→ Exercise
Everything in the records must be reproduced exactly, except for the pictures.

→ Records provided
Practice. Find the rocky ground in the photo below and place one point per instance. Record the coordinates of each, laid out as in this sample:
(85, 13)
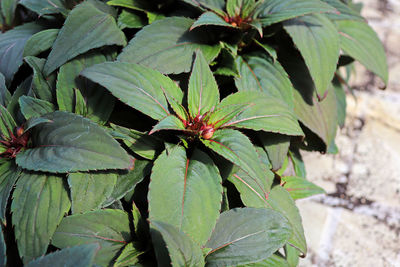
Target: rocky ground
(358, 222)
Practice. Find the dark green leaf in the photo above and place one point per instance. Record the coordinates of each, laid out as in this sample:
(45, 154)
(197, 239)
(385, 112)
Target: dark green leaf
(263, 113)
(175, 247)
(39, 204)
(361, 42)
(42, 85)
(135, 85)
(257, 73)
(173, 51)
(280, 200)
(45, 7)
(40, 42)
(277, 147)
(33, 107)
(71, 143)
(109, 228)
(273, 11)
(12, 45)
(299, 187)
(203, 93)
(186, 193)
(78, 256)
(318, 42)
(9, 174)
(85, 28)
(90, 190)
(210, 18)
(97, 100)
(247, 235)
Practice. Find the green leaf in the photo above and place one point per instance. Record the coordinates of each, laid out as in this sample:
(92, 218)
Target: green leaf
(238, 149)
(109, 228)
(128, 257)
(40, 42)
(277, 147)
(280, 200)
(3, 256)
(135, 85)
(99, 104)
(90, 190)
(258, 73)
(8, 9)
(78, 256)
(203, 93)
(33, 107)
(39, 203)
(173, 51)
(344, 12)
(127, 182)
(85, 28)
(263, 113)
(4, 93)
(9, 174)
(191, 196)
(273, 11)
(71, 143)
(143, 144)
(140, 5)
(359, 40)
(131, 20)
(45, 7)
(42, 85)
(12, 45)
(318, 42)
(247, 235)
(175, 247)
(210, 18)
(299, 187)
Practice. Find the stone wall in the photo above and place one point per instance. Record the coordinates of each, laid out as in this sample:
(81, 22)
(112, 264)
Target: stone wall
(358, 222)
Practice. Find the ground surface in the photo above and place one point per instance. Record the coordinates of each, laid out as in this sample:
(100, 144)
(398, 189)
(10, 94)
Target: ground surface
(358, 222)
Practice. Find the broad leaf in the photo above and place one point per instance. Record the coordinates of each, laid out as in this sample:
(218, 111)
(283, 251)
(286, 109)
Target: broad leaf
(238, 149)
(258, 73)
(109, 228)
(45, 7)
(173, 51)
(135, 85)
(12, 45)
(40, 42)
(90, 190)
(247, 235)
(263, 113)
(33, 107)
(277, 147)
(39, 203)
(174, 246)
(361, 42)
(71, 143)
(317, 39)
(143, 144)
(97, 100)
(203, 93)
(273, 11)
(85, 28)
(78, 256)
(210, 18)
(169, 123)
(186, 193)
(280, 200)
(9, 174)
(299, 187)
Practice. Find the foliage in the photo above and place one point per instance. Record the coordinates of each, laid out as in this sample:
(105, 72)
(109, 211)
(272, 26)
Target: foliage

→ Reply
Practice. Find the rocky ground in the photo below and place one point per instance. Record the coordinates of each, laid out as in this sample:
(85, 13)
Target: rocky ground
(358, 222)
Practice. Find the dark green leaf in the photo above and place one point per instance. Record the coordinates of each, laid out as in this sample:
(45, 154)
(197, 239)
(385, 112)
Target: dark green leaf
(263, 113)
(175, 247)
(39, 204)
(361, 42)
(42, 85)
(135, 85)
(257, 73)
(173, 51)
(280, 200)
(45, 7)
(40, 42)
(277, 147)
(33, 107)
(71, 143)
(109, 228)
(273, 11)
(12, 45)
(299, 187)
(203, 93)
(186, 193)
(78, 256)
(318, 42)
(9, 174)
(85, 28)
(90, 190)
(210, 18)
(97, 100)
(247, 235)
Practice. Find the green leaf in the photo above and place one point per instance. Record the coordinates of each, laid out as in this sample:
(92, 218)
Target: green leaf
(238, 149)
(109, 228)
(128, 257)
(40, 42)
(277, 147)
(280, 200)
(3, 256)
(135, 85)
(99, 104)
(90, 190)
(258, 73)
(8, 9)
(78, 256)
(203, 93)
(33, 107)
(39, 203)
(173, 51)
(344, 12)
(127, 182)
(85, 28)
(263, 113)
(4, 93)
(9, 174)
(191, 196)
(273, 11)
(71, 143)
(143, 144)
(140, 5)
(359, 40)
(131, 20)
(45, 7)
(42, 85)
(12, 45)
(318, 42)
(247, 235)
(175, 247)
(210, 18)
(299, 187)
Practice. Find the stone wall in the photo above and place one point per instance. Record the coordinates of each, laid out as in this sample:
(81, 22)
(112, 264)
Target: stone wall
(358, 222)
Practice. Find the ground surface in the photo above and place one point per instance. Record the coordinates of each, laid out as in this sample:
(100, 144)
(398, 189)
(10, 94)
Target: ground surface
(358, 222)
Practice. Find the broad leaf in the photo above and place one point per instance. Record the coordinates of each, laid out as in this sample:
(218, 111)
(283, 251)
(286, 109)
Target: broad leaf
(238, 149)
(258, 73)
(109, 228)
(45, 7)
(173, 51)
(135, 85)
(12, 45)
(40, 42)
(90, 190)
(247, 235)
(263, 113)
(33, 107)
(277, 147)
(39, 203)
(174, 246)
(361, 42)
(71, 143)
(317, 39)
(143, 144)
(97, 100)
(203, 93)
(273, 11)
(85, 28)
(78, 256)
(210, 18)
(169, 123)
(186, 193)
(280, 200)
(9, 174)
(299, 187)
Practice. Find the foliage in the photo above and place one point per instance. Record the coordinates of each, laid out as in this sample:
(105, 72)
(109, 211)
(272, 26)
Target: foliage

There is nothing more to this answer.